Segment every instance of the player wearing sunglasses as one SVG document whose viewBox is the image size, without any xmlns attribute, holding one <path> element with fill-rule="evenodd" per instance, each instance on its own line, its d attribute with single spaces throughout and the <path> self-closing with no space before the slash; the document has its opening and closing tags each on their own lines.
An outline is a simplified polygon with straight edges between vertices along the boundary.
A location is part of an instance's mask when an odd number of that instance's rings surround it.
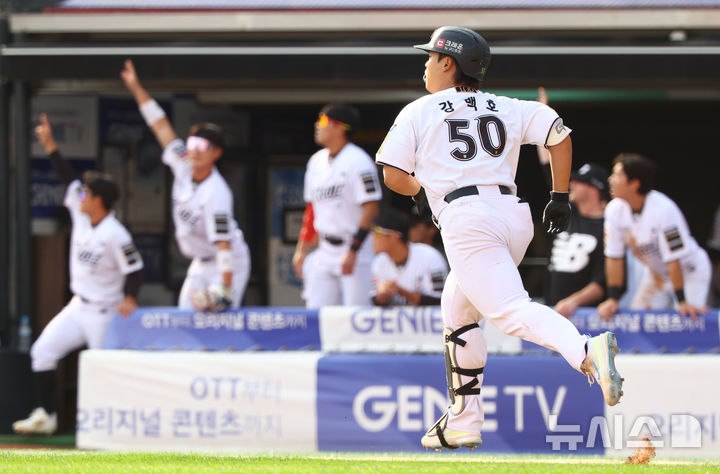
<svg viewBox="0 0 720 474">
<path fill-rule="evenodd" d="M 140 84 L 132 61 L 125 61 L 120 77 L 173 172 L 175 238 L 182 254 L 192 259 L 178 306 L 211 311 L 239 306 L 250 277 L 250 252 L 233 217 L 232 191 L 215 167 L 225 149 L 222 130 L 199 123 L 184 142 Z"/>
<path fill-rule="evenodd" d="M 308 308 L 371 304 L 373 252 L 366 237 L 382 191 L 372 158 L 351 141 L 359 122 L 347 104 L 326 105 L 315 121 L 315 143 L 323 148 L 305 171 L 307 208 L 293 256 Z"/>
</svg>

Directions for this task: In the records above, find each line that mentions the string "with", then copy it.

Answer to this task:
Segment every instance of the player wearing sunglasses as one SVG document whose viewBox is the image size, without any xmlns attribute, holding one <path> element with fill-rule="evenodd" per instance, each instance on its own line, its d attribute with single spaces throughout and the <path> self-closing with no space before the slash; the document has its opening and closing tags each on their own lines.
An outline is a simplified polygon with straight edges between vertices along the boundary.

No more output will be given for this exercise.